*Task instructions:* Filter the listing below and copy every line that holds the string "approximate", matching case exactly.

*Data shown:*
┄┄┄┄┄┄
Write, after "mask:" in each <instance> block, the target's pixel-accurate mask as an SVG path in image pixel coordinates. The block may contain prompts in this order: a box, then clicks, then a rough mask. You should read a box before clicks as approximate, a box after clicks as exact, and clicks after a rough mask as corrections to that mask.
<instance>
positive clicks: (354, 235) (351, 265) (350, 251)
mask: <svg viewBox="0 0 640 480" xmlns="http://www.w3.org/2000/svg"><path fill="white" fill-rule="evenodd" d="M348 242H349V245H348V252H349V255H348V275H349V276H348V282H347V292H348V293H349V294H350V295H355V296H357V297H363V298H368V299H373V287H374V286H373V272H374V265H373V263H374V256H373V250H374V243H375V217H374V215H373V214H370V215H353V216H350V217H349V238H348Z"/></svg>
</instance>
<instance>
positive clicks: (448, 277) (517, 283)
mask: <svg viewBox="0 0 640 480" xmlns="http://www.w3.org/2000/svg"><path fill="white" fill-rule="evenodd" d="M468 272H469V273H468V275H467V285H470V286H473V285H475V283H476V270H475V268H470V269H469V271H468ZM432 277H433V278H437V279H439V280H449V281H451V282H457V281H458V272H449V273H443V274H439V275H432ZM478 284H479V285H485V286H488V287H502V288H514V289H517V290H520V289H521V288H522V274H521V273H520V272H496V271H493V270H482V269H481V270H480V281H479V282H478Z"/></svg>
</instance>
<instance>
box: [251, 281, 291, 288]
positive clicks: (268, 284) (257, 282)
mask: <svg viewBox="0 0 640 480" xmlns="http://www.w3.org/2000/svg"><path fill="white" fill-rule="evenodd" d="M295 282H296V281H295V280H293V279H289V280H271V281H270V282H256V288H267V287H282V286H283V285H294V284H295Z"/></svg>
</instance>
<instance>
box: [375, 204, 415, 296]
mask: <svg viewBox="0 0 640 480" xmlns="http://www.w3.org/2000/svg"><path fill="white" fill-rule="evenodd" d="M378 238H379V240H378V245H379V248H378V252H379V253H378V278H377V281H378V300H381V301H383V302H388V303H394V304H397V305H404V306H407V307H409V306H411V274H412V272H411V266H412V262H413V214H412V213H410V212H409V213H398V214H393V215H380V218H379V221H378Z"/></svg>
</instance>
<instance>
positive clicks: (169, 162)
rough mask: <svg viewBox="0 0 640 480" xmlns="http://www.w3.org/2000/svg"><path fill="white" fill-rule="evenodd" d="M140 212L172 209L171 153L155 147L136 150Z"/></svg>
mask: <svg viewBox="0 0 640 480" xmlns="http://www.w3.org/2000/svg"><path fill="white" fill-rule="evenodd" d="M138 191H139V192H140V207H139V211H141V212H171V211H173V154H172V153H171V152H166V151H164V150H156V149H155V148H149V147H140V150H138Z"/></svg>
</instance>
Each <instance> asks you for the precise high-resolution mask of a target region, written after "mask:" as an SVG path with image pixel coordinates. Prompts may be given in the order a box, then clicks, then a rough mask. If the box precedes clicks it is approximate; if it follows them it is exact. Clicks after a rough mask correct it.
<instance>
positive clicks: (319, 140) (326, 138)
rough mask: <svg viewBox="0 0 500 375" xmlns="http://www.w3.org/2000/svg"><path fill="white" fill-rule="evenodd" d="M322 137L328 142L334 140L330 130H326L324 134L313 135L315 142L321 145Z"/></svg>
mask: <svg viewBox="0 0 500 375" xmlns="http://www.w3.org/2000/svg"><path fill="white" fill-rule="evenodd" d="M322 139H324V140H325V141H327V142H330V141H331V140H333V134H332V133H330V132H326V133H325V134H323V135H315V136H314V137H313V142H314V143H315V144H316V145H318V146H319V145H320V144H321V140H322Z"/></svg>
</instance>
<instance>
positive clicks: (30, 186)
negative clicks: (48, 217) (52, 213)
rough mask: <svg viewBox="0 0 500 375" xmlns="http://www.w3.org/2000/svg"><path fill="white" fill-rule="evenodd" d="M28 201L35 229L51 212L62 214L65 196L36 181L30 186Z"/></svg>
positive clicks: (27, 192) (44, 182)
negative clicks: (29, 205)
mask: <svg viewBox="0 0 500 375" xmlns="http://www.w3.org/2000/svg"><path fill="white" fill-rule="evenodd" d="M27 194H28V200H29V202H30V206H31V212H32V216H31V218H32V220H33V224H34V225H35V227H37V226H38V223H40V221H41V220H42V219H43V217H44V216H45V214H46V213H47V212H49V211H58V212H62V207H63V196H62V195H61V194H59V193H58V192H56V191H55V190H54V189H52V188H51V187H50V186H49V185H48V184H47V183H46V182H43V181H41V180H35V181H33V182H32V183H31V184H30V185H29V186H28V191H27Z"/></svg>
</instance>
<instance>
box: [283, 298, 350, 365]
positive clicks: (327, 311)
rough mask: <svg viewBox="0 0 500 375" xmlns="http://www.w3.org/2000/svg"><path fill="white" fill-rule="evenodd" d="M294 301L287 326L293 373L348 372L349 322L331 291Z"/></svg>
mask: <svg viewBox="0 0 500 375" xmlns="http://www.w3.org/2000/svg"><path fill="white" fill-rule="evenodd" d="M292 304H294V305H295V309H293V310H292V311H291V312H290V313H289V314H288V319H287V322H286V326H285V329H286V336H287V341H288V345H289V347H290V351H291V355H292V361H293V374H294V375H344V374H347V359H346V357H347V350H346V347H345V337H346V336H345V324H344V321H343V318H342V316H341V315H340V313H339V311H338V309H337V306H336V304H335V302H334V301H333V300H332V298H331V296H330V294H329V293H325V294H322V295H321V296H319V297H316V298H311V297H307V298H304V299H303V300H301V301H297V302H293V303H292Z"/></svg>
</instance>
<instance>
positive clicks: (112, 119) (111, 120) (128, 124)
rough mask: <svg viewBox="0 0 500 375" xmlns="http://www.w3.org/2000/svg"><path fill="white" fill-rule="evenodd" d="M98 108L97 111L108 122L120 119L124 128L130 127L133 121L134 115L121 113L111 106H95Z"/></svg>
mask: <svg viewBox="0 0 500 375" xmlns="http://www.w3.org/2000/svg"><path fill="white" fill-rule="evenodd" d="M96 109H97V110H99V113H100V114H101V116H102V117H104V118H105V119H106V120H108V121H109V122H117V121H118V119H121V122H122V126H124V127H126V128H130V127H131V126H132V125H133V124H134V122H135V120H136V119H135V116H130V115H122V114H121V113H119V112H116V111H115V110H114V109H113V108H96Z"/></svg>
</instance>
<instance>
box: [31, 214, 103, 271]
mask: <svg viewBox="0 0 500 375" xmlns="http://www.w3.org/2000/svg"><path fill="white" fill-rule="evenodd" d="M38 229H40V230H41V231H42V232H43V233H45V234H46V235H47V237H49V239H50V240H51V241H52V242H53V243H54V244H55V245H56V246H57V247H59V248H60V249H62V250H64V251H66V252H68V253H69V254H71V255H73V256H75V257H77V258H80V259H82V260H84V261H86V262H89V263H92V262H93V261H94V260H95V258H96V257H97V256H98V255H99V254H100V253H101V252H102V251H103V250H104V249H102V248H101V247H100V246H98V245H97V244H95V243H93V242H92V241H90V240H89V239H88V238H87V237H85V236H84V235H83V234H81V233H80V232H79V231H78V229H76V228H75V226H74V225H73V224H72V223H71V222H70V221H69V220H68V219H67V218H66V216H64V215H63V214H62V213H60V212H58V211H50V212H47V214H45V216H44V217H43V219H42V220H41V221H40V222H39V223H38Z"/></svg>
┄┄┄┄┄┄
*Result of the exercise:*
Write, after "mask:" in each <instance> block, the target's pixel-accurate mask as an SVG path in image pixel coordinates. The block may contain prompts in this order: a box, then clicks, then a rough mask. You should read a box before clicks as approximate, a box after clicks as exact, and clicks after a rough mask as corrections to that mask.
Each <instance> asks you for the precise high-resolution mask of a target region, written after "mask:" as an SVG path with image pixel coordinates. Prompts may be given in the order a box, then clicks, then a rough mask. If the box precedes clicks it is approximate; if it follows them it is exact. Clicks after a rough mask correct it.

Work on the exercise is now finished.